==== Data provided ====

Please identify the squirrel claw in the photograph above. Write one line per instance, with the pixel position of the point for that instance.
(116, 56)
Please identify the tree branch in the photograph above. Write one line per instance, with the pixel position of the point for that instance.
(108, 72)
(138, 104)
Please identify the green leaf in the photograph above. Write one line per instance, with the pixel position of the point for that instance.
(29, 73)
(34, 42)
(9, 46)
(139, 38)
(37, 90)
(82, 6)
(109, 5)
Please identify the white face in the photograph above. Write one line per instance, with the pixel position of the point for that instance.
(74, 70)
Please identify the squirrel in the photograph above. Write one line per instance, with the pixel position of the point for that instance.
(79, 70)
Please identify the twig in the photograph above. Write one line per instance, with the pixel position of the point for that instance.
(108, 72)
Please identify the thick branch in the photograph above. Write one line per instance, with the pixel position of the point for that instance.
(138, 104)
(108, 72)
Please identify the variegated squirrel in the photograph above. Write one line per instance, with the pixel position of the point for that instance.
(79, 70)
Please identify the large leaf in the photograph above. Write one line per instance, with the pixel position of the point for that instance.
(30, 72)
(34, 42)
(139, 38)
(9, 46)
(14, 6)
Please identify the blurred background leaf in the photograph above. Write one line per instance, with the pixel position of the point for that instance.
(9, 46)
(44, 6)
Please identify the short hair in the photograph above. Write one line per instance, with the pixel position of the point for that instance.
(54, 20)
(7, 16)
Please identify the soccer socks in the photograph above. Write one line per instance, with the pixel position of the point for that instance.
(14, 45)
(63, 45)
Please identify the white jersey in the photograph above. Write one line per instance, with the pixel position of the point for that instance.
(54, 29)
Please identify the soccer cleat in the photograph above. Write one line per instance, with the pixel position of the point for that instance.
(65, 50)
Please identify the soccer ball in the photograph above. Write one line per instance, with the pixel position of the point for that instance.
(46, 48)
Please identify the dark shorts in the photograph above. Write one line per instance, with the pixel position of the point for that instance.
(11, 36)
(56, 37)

====

Would you copy out exactly the lines from the one holding "Please identify the large" through the end of the entries above, both ends included?

### Response to this exercise
Please identify the large leaf in the photograph above. Write one line per instance, with the pixel position of the point for that instance.
(30, 72)
(34, 42)
(139, 38)
(9, 46)
(14, 6)
Please identify the blurred background leaf in the photograph above. Write one line per instance, with the pixel position of the point for that instance.
(9, 46)
(44, 6)
Please identify the short hair in the photograph above. Write one line per instance, with the pixel position of the point for that instance.
(54, 20)
(7, 16)
Please identify the soccer socks in the photograph above. Write one line per instance, with the pixel position of the point for that instance.
(14, 45)
(63, 45)
Please identify the white jersey in the photograph above. Write one line per instance, with the pixel position of the point for that instance.
(54, 29)
Please identify the soccer cleat in the photograph above. Write one line per instance, with the pixel position of the point for that instance.
(65, 50)
Please identify the soccer ball in the photograph above. Write one line per instance, with the pixel position of the point for that instance.
(46, 48)
Please identify the dark shorts in the photograph above. Write one line per instance, with the pixel position of the point for that instance.
(11, 36)
(56, 37)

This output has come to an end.